──────── Estratto del testo

[Amedeo Tosi • 20.01.05] Tra qualche giorno, il 27 gennaio, l’assemblea generale della Nazioni Unite commemorerà l'anniversario della liberazione del campo di concentramento di Auschwitz. In questi giorni si stanno organizzando ovunque manifestazioni all’insegna del ricordo del più grande orrore commesso dagli uomini in tutta la loro sanguinosa storia, l’olocausto, la shoah, il genocidio di milioni di ebrei in tutta l’Europa, e con essi mi centinaia di migliaia di prigionieri di guerra e di oppositori politici...

IL RICORDO DI IERI, LE RESPONSABILITÁ DI OGGI

Tra qualche giorno, il 27 gennaio, l’assemblea generale della Nazioni Unite commemorerà l’anniversario della liberazione del campo di concentramento di Auschwitz. In questi giorni si stanno organizzando ovunque manifestazioni all’insegna del ricordo del più grande orrore commesso dagli uomini in tutta la loro sanguinosa storia, l’olocausto, la shoah, il genocidio di milioni di ebrei in tutta l’Europa, e con essi mi centinaia di migliaia di prigionieri di guerra e di oppositori politici. Una commemorazione senza precedenti, promossa dai governi degli Stati Uniti, della Russia, dell’Unione europea, dell’Australia, del Canada e della Nuova Zelanda, cui hanno aderito la stragrande maggioranza dei paesi membri. Per la prima volta hanno aderito all’iniziativa anche molti paesi arabi e mussulmani.

────────────────
──────── Materiale

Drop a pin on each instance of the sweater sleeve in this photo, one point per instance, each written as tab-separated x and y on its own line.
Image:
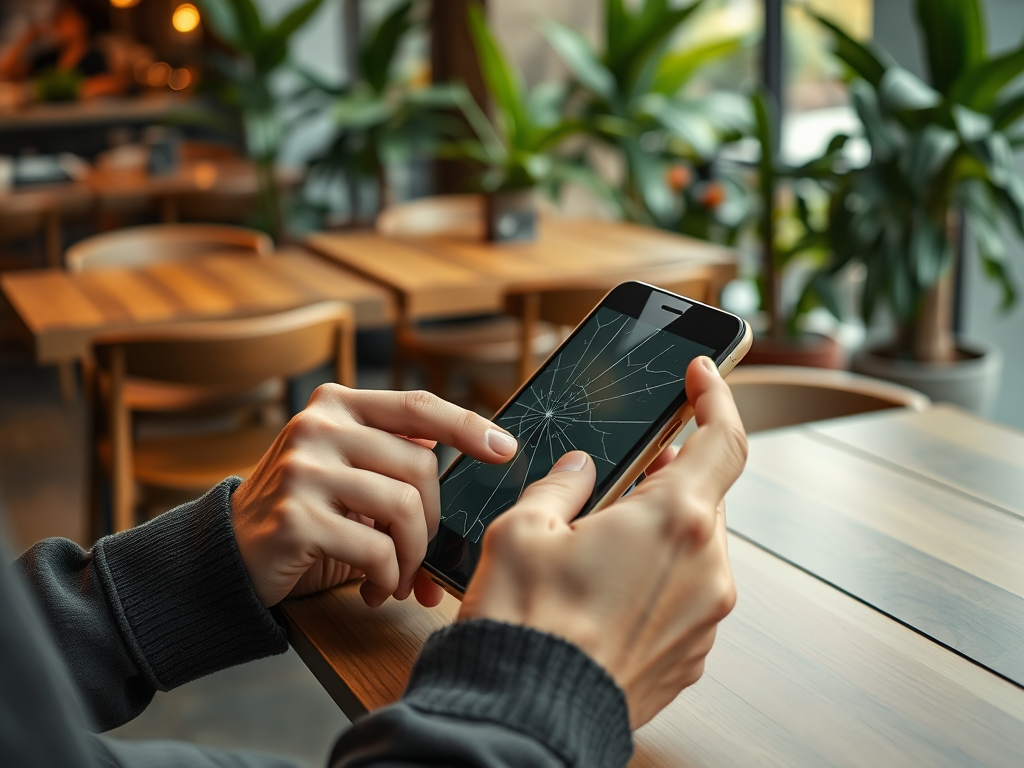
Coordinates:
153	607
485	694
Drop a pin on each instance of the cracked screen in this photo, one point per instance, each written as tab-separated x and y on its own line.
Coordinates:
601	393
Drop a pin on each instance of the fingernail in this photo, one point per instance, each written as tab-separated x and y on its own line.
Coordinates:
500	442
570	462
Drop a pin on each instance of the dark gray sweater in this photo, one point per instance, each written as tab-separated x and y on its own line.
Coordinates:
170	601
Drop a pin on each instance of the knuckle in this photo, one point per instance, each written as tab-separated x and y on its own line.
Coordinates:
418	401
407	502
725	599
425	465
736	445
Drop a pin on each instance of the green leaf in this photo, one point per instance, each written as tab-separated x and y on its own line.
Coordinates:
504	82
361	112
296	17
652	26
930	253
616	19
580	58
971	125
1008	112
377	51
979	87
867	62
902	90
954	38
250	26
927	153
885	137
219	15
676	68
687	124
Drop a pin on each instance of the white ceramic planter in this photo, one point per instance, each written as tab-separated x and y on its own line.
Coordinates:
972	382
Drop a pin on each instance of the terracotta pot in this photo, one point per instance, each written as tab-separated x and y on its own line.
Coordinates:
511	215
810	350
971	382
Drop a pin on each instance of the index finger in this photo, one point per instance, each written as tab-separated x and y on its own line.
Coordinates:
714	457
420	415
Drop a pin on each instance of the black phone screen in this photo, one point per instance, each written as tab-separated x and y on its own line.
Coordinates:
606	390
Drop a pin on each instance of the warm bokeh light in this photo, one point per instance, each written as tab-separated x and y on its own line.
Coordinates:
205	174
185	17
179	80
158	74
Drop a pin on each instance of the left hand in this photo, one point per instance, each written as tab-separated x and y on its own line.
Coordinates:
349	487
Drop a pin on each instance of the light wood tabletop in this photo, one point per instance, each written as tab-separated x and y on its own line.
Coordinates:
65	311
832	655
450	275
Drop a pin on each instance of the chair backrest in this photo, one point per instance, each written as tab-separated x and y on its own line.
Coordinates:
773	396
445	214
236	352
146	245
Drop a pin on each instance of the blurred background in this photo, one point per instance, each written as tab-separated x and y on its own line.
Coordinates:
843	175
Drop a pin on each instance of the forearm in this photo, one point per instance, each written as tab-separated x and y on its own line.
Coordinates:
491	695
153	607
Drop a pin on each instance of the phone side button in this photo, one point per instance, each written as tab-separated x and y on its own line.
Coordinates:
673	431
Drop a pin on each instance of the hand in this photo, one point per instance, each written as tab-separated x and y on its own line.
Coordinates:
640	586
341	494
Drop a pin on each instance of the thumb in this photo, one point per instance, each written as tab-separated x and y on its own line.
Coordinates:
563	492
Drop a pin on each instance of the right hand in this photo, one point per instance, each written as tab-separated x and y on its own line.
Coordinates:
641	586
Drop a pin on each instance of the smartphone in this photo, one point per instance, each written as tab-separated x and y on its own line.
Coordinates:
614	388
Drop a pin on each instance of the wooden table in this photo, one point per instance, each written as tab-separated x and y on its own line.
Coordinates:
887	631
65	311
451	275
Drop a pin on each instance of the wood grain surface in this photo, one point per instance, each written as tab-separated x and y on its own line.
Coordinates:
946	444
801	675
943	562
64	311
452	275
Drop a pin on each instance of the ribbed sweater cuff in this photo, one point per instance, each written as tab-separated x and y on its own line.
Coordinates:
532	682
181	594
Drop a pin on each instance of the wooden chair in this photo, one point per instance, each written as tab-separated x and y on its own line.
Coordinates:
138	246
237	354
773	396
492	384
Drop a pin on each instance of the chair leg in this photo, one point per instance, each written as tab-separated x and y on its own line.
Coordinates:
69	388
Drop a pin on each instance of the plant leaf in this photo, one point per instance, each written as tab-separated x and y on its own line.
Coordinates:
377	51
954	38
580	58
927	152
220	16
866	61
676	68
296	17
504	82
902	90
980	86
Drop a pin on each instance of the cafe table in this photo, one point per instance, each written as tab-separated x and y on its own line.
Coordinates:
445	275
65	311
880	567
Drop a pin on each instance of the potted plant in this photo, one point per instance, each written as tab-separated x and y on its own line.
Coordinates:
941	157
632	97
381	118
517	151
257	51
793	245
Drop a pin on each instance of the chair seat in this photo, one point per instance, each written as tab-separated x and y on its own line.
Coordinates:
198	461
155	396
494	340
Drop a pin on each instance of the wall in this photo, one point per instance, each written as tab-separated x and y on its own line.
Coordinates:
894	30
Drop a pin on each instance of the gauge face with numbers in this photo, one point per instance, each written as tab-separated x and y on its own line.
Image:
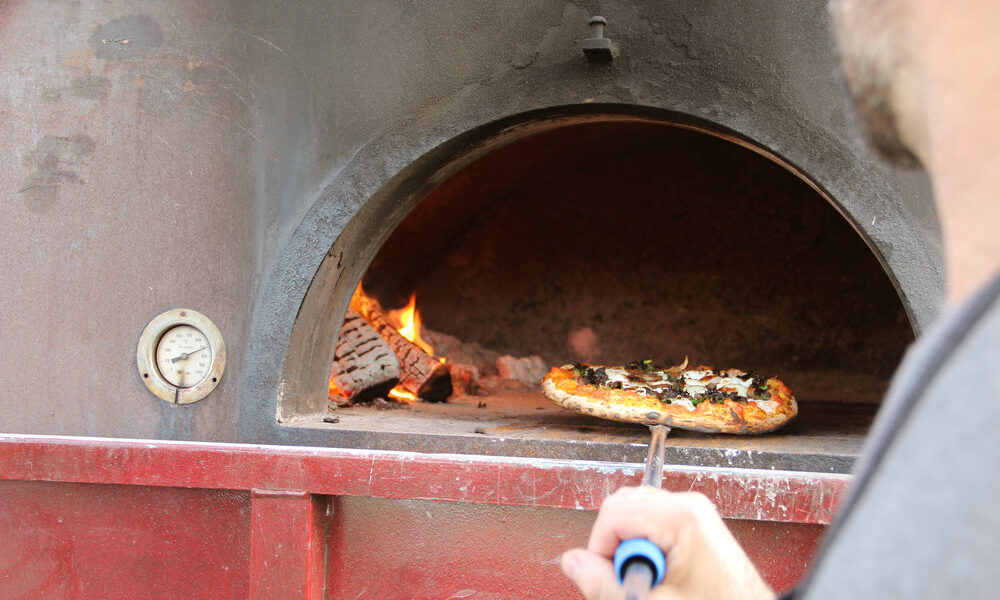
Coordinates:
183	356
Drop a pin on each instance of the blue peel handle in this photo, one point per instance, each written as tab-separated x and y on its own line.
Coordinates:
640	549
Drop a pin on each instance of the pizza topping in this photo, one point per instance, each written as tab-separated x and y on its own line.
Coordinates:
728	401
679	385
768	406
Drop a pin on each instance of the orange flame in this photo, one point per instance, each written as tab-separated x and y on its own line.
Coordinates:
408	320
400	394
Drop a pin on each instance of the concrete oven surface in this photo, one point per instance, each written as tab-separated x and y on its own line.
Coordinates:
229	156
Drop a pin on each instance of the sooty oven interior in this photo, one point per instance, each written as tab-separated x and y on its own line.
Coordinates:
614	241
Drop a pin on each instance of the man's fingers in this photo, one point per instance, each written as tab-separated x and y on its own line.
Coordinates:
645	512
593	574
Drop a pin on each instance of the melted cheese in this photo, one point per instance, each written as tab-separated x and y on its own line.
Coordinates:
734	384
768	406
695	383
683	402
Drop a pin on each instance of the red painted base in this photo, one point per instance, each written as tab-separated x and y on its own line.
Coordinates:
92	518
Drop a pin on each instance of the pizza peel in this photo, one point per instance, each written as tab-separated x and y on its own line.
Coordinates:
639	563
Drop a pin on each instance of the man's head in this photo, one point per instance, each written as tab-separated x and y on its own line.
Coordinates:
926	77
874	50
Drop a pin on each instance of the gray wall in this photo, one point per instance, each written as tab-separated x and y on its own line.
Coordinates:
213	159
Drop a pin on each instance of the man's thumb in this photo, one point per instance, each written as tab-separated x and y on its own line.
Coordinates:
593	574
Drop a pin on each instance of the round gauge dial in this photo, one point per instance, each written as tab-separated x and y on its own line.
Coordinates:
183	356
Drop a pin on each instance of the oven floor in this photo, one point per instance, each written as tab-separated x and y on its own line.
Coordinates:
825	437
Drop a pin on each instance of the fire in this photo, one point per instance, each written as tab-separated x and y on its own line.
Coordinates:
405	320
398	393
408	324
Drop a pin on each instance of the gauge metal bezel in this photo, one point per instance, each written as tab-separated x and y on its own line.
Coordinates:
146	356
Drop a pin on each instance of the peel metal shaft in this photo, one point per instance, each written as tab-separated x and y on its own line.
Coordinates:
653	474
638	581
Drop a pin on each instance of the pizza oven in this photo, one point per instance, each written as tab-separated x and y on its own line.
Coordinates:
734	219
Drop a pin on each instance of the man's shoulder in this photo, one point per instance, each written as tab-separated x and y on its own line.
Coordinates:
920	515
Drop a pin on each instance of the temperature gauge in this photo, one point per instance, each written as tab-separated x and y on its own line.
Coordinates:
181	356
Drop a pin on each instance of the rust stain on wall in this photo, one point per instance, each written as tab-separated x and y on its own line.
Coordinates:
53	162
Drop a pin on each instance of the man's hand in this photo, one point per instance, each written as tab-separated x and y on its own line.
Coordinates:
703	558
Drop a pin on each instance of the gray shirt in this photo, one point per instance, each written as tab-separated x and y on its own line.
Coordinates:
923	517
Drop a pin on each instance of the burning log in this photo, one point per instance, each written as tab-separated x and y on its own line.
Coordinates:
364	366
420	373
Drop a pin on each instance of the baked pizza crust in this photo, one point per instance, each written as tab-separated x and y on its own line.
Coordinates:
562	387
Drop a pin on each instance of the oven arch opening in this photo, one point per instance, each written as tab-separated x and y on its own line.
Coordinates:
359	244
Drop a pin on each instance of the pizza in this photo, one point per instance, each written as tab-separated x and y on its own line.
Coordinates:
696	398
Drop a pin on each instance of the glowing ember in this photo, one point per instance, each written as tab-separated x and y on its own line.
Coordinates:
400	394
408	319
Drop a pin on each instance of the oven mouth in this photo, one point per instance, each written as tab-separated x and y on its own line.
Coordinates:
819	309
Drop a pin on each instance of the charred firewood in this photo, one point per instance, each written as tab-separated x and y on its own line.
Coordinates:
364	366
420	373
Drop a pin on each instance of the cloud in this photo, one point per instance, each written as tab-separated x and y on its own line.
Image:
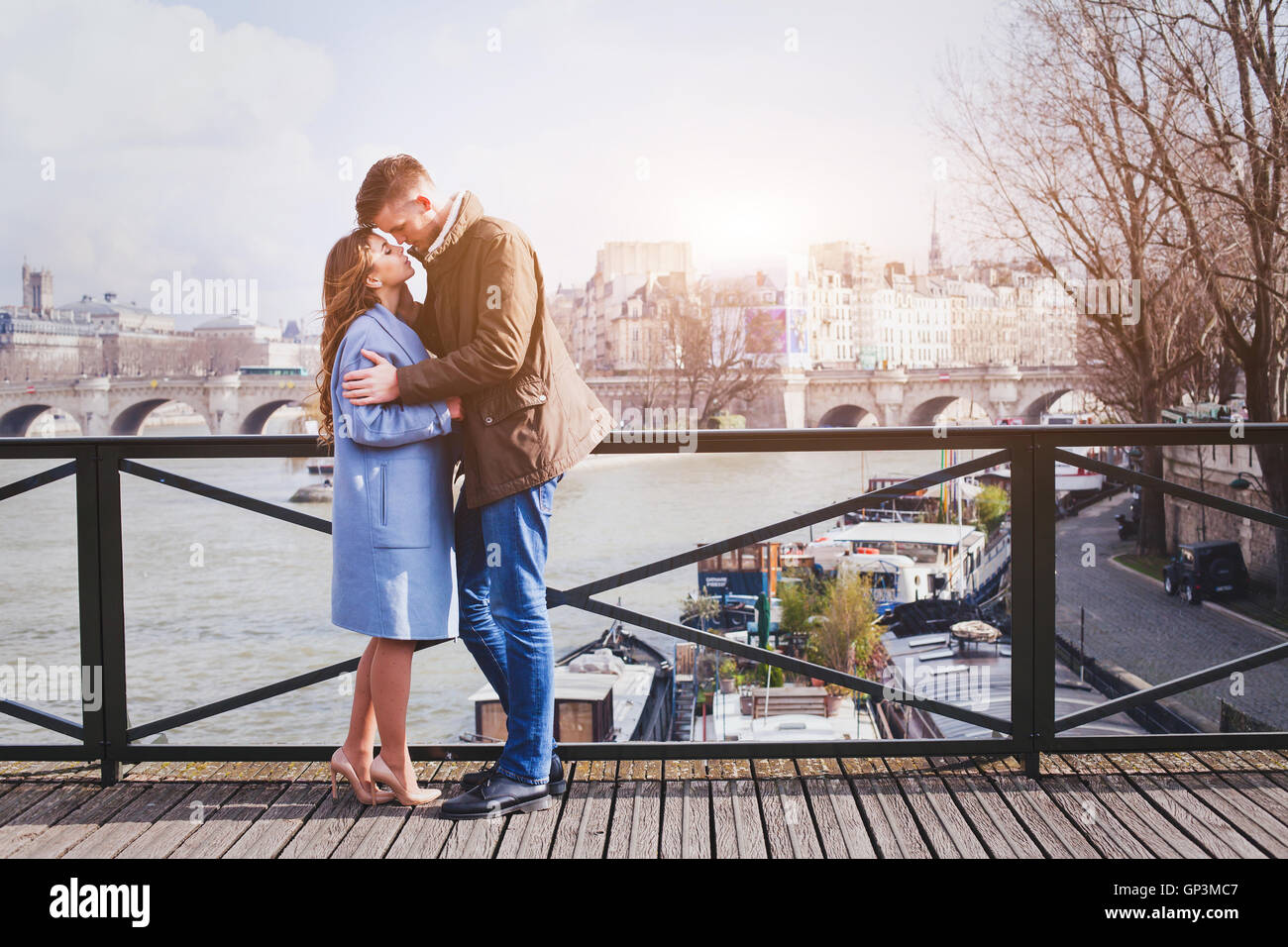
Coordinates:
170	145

────────────────

• **Compiti scritti**:
(A) Puoi riscrivere il testo sulla memoria di Auschwitz da "IL RICORDO DI" fino a "arabi e mussulmani.", sostituendo "Nuova Zelanda" con "Irlanda"?
(B) Come si traduce in inglese questa frase del testo sulla memoria di Auschwitz: "Per la prima volta hanno aderito all’iniziativa anche molti paesi arabi e mussulmani."?

• **Risposte ai compiti**:
(A)
IL RICORDO DI IERI, LE RESPONSABILITÁ DI OGGI

Tra qualche giorno, il 27 gennaio, l’assemblea generale della Nazioni Unite commemorerà l’anniversario della liberazione del campo di concentramento di Auschwitz. In questi giorni si stanno organizzando ovunque manifestazioni all’insegna del ricordo del più grande orrore commesso dagli uomini in tutta la loro sanguinosa storia, l’olocausto, la shoah, il genocidio di milioni di ebrei in tutta l’Europa, e con essi mi centinaia di migliaia di prigionieri di guerra e di oppositori politici. Una commemorazione senza precedenti, promossa dai governi degli Stati Uniti, della Russia, dell’Unione europea, dell’Australia, del Canada e della Irlanda, cui hanno aderito la stragrande maggioranza dei paesi membri. Per la prima volta hanno aderito all’iniziativa anche molti paesi arabi e mussulmani.

(B) For the first time, many Arab and Muslim countries also joined the initiative.